Try it
Copy out the entries below exactly as they stand, but only from the line containing "The pointer SHOULD return, for each instance of the concrete" through the line containing "The pointer SHOULD return, for each instance of the fire truck".

Records for this exercise
________

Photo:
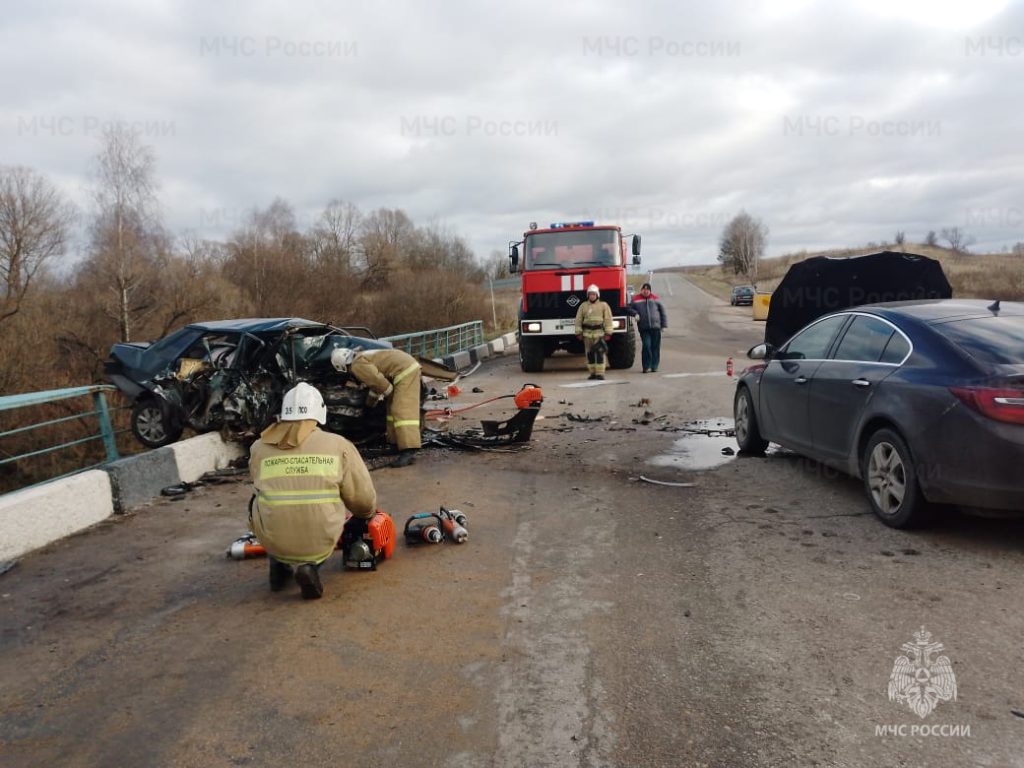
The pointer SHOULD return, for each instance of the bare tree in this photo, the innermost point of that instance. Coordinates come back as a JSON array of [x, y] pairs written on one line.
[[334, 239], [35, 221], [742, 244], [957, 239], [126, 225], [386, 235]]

________

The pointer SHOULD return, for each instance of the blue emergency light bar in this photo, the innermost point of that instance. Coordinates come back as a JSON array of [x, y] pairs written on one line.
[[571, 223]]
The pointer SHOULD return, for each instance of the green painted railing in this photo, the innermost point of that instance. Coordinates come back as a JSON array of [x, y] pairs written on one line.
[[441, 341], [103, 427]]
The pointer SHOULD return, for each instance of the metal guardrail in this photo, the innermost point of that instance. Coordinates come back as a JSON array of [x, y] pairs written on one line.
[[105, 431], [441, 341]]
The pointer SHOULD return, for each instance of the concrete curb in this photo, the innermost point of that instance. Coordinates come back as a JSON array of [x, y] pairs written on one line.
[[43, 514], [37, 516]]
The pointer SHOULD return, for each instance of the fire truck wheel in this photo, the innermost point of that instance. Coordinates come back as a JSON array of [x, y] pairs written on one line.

________

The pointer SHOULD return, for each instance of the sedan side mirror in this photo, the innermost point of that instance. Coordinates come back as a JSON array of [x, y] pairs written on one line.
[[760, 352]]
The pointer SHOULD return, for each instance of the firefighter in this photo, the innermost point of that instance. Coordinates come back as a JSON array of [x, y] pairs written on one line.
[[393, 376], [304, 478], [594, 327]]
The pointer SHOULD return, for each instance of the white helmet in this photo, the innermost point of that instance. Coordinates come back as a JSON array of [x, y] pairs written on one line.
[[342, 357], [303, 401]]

________

Solution to the exercise
The pointer SHOULD return, for each instance of the concrete curb in this photo, the innermost point of that instance. Coordinates come back as a JSON array of [x, y] pairs written on one line.
[[43, 514], [37, 516]]
The pointer SHOULD return, for each instance of the fire truck wheel in this photo, the innermost point of that instance. Coordinates come back as a JSON array of [x, y] pairs written on one line.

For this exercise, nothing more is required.